WRITTEN PROBLEM: Please copy the full listing below word for word, without changing any line.

>> start

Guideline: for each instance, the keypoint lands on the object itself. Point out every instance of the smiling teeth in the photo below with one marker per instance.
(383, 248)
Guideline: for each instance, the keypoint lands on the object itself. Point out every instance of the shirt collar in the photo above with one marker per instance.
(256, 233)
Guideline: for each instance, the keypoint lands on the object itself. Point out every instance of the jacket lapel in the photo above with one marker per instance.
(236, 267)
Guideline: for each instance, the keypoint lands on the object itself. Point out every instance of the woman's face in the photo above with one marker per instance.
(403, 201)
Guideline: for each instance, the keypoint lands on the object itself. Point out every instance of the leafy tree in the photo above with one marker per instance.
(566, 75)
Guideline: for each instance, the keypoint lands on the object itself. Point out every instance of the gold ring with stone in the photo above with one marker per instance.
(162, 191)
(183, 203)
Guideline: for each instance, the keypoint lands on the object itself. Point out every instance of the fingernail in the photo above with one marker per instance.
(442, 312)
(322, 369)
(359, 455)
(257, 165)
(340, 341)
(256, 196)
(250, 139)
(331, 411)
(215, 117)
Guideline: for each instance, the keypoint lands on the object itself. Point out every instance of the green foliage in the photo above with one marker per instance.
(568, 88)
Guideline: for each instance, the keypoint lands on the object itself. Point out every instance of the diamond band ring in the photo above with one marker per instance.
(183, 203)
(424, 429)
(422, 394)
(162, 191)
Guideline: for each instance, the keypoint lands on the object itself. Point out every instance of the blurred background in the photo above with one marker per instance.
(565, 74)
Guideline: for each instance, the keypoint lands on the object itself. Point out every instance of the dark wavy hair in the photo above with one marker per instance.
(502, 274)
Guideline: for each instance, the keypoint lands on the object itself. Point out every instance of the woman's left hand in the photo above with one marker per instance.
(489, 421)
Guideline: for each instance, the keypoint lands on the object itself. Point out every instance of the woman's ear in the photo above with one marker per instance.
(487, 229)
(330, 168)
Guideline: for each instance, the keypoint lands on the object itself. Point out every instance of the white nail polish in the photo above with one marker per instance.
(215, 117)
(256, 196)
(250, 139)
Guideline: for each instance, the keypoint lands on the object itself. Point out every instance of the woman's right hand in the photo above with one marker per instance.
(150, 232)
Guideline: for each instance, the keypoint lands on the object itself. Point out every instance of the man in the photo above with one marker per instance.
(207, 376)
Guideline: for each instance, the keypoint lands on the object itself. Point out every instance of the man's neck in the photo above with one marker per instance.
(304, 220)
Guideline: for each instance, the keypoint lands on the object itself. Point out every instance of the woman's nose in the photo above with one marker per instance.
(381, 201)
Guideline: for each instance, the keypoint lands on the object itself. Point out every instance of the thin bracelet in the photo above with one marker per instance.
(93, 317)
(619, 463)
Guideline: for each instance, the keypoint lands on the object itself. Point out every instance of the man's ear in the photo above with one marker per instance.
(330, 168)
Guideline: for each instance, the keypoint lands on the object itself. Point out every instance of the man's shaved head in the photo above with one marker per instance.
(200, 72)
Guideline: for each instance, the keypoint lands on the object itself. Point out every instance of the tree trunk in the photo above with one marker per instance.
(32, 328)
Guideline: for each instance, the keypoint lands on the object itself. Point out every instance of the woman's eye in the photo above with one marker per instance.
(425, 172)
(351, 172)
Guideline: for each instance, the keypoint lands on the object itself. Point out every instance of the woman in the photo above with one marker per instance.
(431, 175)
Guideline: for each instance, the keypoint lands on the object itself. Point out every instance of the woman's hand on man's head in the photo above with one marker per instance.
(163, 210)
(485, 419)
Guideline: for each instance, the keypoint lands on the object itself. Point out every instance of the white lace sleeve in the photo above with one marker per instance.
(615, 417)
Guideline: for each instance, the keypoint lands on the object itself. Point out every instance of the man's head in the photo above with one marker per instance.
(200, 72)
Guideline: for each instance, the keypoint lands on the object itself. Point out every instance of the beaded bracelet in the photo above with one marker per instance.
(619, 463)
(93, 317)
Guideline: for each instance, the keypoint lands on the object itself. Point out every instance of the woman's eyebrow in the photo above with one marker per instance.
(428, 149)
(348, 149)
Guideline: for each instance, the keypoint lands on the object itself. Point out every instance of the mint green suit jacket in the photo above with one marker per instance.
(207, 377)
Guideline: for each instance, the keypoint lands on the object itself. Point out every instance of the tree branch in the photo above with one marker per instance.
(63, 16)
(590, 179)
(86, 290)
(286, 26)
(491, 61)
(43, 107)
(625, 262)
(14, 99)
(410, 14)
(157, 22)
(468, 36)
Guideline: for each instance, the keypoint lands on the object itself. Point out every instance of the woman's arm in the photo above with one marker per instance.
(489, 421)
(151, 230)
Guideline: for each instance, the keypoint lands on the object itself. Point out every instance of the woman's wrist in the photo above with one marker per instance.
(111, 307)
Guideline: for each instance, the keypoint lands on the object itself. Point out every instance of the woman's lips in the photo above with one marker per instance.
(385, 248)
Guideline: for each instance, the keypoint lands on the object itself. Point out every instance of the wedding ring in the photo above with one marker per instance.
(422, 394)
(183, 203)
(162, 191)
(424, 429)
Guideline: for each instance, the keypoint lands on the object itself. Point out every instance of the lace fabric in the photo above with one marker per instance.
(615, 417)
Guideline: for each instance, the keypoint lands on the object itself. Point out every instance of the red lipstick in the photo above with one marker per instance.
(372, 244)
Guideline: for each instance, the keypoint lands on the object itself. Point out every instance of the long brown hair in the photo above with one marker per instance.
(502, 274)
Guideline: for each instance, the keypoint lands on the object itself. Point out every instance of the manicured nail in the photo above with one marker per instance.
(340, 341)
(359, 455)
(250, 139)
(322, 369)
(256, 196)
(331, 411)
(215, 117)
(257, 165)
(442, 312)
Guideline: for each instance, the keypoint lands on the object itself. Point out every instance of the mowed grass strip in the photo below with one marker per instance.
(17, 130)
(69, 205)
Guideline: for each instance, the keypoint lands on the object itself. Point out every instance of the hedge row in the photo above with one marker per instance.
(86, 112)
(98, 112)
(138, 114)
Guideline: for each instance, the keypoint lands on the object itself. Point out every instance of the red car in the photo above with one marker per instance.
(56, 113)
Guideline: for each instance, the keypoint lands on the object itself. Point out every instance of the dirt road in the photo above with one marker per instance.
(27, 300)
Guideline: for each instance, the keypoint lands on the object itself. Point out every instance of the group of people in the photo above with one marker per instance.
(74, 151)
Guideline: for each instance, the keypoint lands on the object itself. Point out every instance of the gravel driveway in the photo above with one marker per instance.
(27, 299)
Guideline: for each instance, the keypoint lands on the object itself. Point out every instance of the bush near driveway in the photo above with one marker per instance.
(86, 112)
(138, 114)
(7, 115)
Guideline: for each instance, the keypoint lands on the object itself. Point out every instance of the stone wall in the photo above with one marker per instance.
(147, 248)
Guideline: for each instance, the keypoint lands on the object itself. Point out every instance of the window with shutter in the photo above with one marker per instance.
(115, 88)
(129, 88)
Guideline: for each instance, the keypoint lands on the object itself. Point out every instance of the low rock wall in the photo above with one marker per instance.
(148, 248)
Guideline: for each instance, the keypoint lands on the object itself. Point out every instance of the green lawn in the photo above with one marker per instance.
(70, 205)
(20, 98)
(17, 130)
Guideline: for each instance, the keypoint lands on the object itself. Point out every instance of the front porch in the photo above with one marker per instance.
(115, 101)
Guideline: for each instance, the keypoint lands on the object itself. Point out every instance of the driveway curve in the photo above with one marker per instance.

>> end

EXPECTED ANSWER:
Guideline: for each instance, the keypoint lands on the object itself. Point out every instance of the smiling teeth in the photo below with one marker per instance.
(383, 248)
Guideline: for each instance, the keypoint lands on the object itself. Point out every instance of the shirt collar in the photo above with one marker per instance.
(256, 233)
Guideline: for each instance, the keypoint lands on the object itself. Point out every instance of the jacket lapel in the photo above with one marker per instance.
(236, 267)
Guideline: for each instance, the keypoint lands on the object itself. Point out every instance of the woman's face in the photo above with one marker per instance.
(403, 201)
Guideline: for each instance, the keypoint lands on the object itself. Point out every instance of the leafy tree in the photo above with one marker per instance.
(566, 75)
Guideline: for each instance, the keypoint lands on the object itself. Point out every instance of the gold ring with stone in the photo above with one marker per instance.
(162, 191)
(183, 203)
Guideline: for each instance, the keypoint lands on the object itself. Point out every instance of the fingernail in the photo above with one marker per instance.
(442, 312)
(322, 369)
(359, 455)
(257, 165)
(340, 341)
(256, 196)
(250, 139)
(331, 411)
(215, 117)
Guideline: for each instance, the keypoint lands on the object itself. Point out every instance of the green foliage in the photo above with one marker per instance.
(568, 88)
Guideline: for each instance, the keypoint lands on the object itself. Point out every instance of the diamond band ring in the photo above with one marker per instance.
(183, 203)
(424, 429)
(422, 394)
(162, 191)
Guideline: for each instance, the keypoint lands on the object itself. Point out every instance of the blurred background in the photo above with one marker per instance.
(565, 74)
Guideline: for each instance, the keypoint lands on the object itself. Point out every instance of the dark wavy hair in the photo above with one marker per instance.
(502, 274)
Guideline: for each instance, the keypoint lands on the object itself. Point out every instance of the woman's left hand in the photo above with one marker per instance.
(489, 421)
Guideline: for each instance, the keypoint lands on the object itself. Point out every instance of the woman's ear in the photo above with one marker per instance.
(487, 229)
(330, 168)
Guideline: for each instance, the keypoint lands on the object itself. Point out every instance of the white nail polish in the photo above with one marker per instance.
(215, 117)
(256, 196)
(250, 139)
Guideline: for each instance, the keypoint lands on the object itself. Point out every instance of the woman's right hand in the photo above with one marker per instance.
(150, 232)
Guideline: for each instance, the keypoint lands on the object itself. Point out every instance of the man in the photo above with one marker per instance.
(207, 376)
Guideline: for each instance, the keypoint lands on the object itself. Point out every instance of the man's neck in the photo above with one marker per instance.
(304, 220)
Guideline: for each instance, the keypoint lands on the object itself. Point out every instance of the woman's nose in the photo above with one marker per instance.
(381, 201)
Guideline: for each instance, the keypoint lands on the object itself. Point out every instance of the thin bracelet in the photo above with one marker per instance.
(93, 317)
(619, 463)
Guideline: for each instance, the keypoint lands on the object itself. Point out every instance of the man's ear in the photo above with one marker per instance.
(330, 168)
Guideline: for each instance, the keypoint lands on the object itself. Point out every instance of the man's shaved head in the photo above with one marker per instance.
(200, 72)
Guideline: for each instance, the keypoint lands on the object itself. Point out every instance of the tree trunk in the photo above with one marker per instance.
(32, 328)
Guideline: for each instance, the keypoint lands on the object itself. Point out every instance of the woman's eye in the photo above with one marker per instance.
(425, 172)
(351, 172)
Guideline: for each instance, the keypoint lands on the object itself. Point out every instance of the woman in the photo above with one marker per instance.
(431, 175)
Guideline: for each instance, the keypoint lands on the object itself. Point out every instance of the woman's hand on man's head in the photo above with one marker per instance.
(163, 210)
(485, 419)
Guideline: for each instance, the keypoint lands on the object itself. Point out every instance of the white lace sleeve in the photo above with one marker per instance.
(615, 417)
Guideline: for each instance, the keypoint lands on the object itself. Point out every instance of the man's head in the photo above with one marker per instance.
(200, 72)
Guideline: for each instance, the keypoint lands on the object itself. Point out every instance of the beaded bracelet in the photo above with one marker per instance.
(619, 463)
(93, 317)
Guideline: for each instance, the keypoint lands on the object itself. Point out every instance of the woman's eyebrow in the photo above with one marker per instance.
(428, 149)
(348, 149)
Guideline: for each instance, the keypoint lands on the object itself. Point out every instance of the mint green suit jacket in the photo above with one marker per instance.
(207, 377)
Guideline: for each instance, the keypoint lands on the object itself. Point out every instance of the tree branch in the photo above with one marker per instance.
(63, 16)
(590, 179)
(86, 290)
(286, 26)
(491, 61)
(43, 107)
(625, 262)
(14, 99)
(410, 14)
(157, 22)
(468, 36)
Guideline: for each instance, the keypoint lands on the object itself. Point out every instance of the woman's arm in the photo above with one marker per instance.
(489, 421)
(151, 230)
Guideline: for each instance, the keypoint lands on the object itself. Point out every instance of the woman's wrist in the photo above with one marker per instance.
(111, 307)
Guideline: for each instance, the keypoint lands on the object itself. Point out every instance of the woman's lips in the photo above with one marker per instance.
(385, 248)
Guideline: for each instance, the keypoint lands on the object itself. Point out every instance of the wedding ring in the photo above with one marker per instance.
(422, 394)
(183, 203)
(162, 191)
(424, 429)
Guideline: for each instance, the keypoint lands on the object itself. Point out every instance of the lace fabric in the photo above with one marker per instance.
(615, 417)
Guideline: for each instance, the keypoint lands on the object itself. Point out every instance of the red lipstick in the photo above with one marker per instance.
(372, 244)
Guideline: for each instance, the keypoint lands on the object itself. Point out every instance of the long brown hair in the photo above with one marker per instance.
(502, 274)
Guideline: for each instance, the keypoint lands on the object itself. Point out every instance of the manicured nail in the photo above with one marker per instance.
(340, 341)
(359, 455)
(250, 139)
(322, 369)
(256, 196)
(331, 411)
(215, 117)
(257, 165)
(442, 312)
Guideline: for each instance, the keypoint lands on the object itself. Point out every instance of the mowed grass strip in the photo below with one marker per instance.
(17, 130)
(69, 205)
Guideline: for each instance, the keypoint lands on the object itself. Point out every instance of the hedge row in the photo above with one marker per instance.
(86, 112)
(98, 112)
(138, 114)
Guideline: for each instance, the keypoint lands on the object itself. Point out every instance of the red car in the photo above with one marker per instance.
(56, 113)
Guideline: for each instance, the keypoint lands on the object itself. Point out every instance of the dirt road in the photo above with one marker per instance.
(27, 300)
Guideline: for each instance, the keypoint lands on the object itself. Point out every instance of the group of people in the photo above with one marker per instance.
(74, 151)
Guideline: for each instance, the keypoint lands on the object itself. Point out every instance of the gravel driveway in the photo above with one marker per instance.
(27, 299)
Guideline: for each instance, the keypoint lands on the object itself. Point out every instance of the bush near driveway in the photo above with one marker per instance.
(86, 112)
(138, 114)
(7, 115)
Guideline: for each instance, the keypoint lands on the object itself. Point out every instance of the stone wall in the photo above with one marker per instance.
(147, 248)
Guideline: for each instance, the keypoint lands on the object itself. Point out every instance of the window with shutter in the photo above with one marker per instance.
(115, 88)
(129, 88)
Guideline: for each instance, the keypoint lands on the object itself. Point out every instance of the low rock wall in the photo above with one marker per instance.
(148, 248)
Guideline: for each instance, the keypoint lands on the object itself. Point out every instance of the green lawn in the photo above with one marker per instance.
(70, 205)
(20, 98)
(17, 130)
Guideline: for each instance, the keypoint lands on the object itself. Point out every instance of the front porch in the photo above with one marker per instance.
(115, 101)
Guideline: for each instance, the keypoint lands on the object itself. Point out every instance of the driveway curve in the photo above with one marker per instance.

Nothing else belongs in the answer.